WHAT TO WORK ON →
A. Write out the part of the science links post from "Article: Huge asteroid" to "about 4300 BC.".
B. According to the science links post, what holds the fast-rotating asteroid together instead of gravity?

═══ EXTRACT TO READ ═══

Friday, August 15, 2014

Science Links for 8/15/2014

Article: Huge asteroid that 'could end human life' defying gravity as it moves towards Earth, scientists say

It "defies gravity" by rotating on its axis so fast that its surface at its equator actually experiences "negative gravity."

Asteroids are a collection of dust and rubble. Normally, they are held together held together by gravity, but this one is rotating so fast that it is held together by van der Waal's force. [A weak force that is due to attraction between molecules. It is related to hydrogen bonding.]

Article: Who's your mummy? Egyptian mummification older than was thought
Researchers on Wednesday said a form of mummification was being carried out there more than six thousand years ago, much earlier than previously thought. They said embalming substances contained in funerary textiles from the oldest-known Egyptian cemeteries showed mummy-making from as early as about 4300 BC.

═══ DATASET RECORDS ═══

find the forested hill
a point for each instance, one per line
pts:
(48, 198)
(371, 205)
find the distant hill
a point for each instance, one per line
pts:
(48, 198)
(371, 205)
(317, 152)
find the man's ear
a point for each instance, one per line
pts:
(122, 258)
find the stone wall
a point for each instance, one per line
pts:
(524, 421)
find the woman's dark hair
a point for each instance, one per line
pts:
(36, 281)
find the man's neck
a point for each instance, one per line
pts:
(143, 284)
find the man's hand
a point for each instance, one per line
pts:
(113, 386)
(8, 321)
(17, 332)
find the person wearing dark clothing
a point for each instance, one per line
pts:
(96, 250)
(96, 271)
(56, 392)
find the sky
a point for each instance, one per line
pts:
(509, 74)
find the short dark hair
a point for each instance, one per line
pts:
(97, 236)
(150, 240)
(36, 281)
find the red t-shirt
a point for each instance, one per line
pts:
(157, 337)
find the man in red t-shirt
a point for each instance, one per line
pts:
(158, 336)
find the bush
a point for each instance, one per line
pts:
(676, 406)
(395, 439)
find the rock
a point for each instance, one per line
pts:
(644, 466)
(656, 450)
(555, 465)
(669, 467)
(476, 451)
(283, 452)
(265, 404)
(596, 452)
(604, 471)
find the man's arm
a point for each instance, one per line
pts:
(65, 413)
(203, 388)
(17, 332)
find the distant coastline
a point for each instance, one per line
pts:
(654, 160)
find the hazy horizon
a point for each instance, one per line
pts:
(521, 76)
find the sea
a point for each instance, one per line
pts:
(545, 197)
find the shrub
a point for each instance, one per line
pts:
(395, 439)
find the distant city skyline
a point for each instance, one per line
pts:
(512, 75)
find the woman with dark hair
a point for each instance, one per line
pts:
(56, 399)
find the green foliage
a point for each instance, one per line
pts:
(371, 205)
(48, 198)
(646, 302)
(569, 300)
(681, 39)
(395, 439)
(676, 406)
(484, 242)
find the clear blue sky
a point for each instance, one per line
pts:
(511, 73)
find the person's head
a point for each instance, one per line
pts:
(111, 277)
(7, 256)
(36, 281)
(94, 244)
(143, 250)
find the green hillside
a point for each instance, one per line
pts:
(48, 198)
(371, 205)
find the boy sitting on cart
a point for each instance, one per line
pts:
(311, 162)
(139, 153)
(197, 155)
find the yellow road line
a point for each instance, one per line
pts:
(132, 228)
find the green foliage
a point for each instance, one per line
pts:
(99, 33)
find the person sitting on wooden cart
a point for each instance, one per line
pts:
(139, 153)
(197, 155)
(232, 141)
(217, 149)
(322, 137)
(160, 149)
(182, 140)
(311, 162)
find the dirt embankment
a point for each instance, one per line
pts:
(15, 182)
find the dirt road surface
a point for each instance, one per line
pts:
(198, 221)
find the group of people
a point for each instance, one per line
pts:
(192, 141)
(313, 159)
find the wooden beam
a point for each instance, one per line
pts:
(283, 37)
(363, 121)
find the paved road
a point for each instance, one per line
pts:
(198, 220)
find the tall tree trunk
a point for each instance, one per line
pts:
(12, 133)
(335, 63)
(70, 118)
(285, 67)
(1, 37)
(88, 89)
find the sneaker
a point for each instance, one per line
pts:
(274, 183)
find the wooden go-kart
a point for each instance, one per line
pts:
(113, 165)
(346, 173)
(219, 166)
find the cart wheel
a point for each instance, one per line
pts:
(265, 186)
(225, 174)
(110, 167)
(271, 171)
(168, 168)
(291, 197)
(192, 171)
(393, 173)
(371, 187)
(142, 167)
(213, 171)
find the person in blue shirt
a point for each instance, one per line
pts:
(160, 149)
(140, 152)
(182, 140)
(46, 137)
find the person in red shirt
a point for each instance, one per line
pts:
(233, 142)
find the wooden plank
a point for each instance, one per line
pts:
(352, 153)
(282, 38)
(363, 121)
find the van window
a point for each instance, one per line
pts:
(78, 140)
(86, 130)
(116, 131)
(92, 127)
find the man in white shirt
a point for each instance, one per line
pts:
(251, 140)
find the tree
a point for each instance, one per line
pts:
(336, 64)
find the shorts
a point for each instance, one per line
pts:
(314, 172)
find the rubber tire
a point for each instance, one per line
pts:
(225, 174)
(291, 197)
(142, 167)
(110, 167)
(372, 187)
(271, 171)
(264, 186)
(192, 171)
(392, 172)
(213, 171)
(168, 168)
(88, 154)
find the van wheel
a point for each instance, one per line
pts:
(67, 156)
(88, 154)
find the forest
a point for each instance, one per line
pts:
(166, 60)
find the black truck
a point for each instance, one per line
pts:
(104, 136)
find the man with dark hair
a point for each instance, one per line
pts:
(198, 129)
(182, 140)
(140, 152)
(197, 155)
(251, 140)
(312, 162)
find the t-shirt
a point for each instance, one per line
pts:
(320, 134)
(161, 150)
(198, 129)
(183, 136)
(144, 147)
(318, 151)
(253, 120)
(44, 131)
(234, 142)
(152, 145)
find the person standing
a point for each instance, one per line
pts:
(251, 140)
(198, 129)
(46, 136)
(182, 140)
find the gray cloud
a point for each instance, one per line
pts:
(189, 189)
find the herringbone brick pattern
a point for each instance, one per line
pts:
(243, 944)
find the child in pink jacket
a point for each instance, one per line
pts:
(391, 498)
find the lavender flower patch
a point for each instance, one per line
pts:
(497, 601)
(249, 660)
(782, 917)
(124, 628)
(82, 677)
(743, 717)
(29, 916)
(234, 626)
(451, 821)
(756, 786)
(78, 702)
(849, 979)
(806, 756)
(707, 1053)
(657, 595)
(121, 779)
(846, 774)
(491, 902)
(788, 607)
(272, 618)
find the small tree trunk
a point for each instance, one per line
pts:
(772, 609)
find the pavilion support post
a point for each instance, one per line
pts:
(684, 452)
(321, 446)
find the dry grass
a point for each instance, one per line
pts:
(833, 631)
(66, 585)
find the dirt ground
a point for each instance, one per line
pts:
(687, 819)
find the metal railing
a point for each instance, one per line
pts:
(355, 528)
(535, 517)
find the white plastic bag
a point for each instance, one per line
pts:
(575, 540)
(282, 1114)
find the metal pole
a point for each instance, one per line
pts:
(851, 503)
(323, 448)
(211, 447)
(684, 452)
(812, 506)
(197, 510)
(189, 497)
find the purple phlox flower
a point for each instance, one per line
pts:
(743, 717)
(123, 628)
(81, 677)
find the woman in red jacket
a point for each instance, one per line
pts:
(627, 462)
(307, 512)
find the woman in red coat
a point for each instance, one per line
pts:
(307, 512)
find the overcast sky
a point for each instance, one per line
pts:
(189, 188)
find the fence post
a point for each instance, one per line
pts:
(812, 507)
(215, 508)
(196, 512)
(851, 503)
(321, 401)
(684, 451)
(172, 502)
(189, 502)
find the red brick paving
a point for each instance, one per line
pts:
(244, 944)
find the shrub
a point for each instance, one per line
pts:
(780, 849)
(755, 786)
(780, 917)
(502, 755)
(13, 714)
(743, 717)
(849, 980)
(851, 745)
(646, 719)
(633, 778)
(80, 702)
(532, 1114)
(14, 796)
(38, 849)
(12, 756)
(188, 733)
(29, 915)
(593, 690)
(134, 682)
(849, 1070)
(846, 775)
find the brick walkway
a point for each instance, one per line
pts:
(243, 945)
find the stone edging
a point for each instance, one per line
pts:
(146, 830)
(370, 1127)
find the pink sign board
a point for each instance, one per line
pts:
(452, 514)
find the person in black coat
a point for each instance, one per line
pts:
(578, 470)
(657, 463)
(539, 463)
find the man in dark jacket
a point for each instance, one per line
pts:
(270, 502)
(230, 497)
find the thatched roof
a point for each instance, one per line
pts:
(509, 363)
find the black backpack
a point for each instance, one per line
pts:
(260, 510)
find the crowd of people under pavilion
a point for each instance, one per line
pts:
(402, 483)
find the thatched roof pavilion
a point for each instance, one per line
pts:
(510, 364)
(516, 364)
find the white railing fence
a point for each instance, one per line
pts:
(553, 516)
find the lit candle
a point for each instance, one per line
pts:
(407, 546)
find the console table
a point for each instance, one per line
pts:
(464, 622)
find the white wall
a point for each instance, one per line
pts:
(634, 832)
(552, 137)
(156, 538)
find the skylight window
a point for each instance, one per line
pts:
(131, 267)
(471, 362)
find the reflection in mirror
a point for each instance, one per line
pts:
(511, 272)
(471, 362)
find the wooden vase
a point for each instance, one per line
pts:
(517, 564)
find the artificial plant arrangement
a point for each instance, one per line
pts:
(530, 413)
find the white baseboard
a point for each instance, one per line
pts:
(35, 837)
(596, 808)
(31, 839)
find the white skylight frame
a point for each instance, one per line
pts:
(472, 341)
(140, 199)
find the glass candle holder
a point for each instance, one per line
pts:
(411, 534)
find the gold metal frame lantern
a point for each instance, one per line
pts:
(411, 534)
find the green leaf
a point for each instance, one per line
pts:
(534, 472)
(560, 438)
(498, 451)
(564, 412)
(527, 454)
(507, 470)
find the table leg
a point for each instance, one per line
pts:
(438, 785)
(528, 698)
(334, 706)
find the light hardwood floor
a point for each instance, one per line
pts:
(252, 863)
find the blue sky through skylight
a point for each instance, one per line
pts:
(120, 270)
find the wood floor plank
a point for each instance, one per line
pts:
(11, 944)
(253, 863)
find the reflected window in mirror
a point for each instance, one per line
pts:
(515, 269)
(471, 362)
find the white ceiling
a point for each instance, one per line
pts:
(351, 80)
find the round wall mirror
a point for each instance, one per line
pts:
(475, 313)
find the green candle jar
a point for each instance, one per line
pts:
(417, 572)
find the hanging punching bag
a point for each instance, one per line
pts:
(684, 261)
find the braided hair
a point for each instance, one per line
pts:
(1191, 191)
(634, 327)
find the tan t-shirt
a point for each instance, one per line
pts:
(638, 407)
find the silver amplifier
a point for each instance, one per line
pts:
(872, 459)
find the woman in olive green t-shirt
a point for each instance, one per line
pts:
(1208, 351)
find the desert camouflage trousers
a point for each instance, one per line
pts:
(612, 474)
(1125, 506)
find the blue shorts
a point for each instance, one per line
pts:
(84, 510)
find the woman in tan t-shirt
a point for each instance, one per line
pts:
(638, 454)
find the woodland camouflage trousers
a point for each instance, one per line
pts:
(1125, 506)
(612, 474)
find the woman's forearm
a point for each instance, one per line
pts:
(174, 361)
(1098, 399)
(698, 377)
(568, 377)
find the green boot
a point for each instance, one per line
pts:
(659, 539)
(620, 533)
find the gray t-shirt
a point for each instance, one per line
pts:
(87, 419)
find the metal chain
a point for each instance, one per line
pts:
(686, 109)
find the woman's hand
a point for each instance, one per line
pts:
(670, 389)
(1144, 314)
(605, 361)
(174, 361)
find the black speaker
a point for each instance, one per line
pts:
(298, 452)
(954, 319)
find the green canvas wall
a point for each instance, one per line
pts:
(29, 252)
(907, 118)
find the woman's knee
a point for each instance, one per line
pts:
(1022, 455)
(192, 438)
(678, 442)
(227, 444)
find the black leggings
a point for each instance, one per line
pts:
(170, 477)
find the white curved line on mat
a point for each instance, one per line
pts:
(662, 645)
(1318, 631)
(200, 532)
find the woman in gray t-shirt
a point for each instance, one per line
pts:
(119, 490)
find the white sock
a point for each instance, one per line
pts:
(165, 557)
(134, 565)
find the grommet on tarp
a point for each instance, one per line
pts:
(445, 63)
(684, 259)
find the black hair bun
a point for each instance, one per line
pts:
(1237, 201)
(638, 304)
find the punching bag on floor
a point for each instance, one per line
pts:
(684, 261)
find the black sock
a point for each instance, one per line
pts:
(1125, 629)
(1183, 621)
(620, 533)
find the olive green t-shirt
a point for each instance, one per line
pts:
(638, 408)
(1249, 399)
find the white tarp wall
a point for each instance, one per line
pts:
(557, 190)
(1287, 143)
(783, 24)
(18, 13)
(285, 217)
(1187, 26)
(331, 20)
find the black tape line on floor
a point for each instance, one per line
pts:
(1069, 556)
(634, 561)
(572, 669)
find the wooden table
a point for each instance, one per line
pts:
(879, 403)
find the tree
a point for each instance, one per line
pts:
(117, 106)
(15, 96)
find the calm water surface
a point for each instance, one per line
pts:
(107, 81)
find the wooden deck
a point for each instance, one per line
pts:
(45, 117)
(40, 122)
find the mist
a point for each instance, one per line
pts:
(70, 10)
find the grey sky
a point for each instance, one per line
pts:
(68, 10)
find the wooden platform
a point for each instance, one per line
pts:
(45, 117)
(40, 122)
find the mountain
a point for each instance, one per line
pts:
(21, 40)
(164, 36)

═══

ANSWER SET →
A.
Article: Huge asteroid that 'could end human life' defying gravity as it moves towards Earth, scientists say

It "defies gravity" by rotating on its axis so fast that its surface at its equator actually experiences "negative gravity."

Asteroids are a collection of dust and rubble. Normally, they are held together held together by gravity, but this one is rotating so fast that it is held together by van der Waal's force. [A weak force that is due to attraction between molecules. It is related to hydrogen bonding.]

Article: Who's your mummy? Egyptian mummification older than was thought
Researchers on Wednesday said a form of mummification was being carried out there more than six thousand years ago, much earlier than previously thought. They said embalming substances contained in funerary textiles from the oldest-known Egyptian cemeteries showed mummy-making from as early as about 4300 BC.

B. Van der Waal's force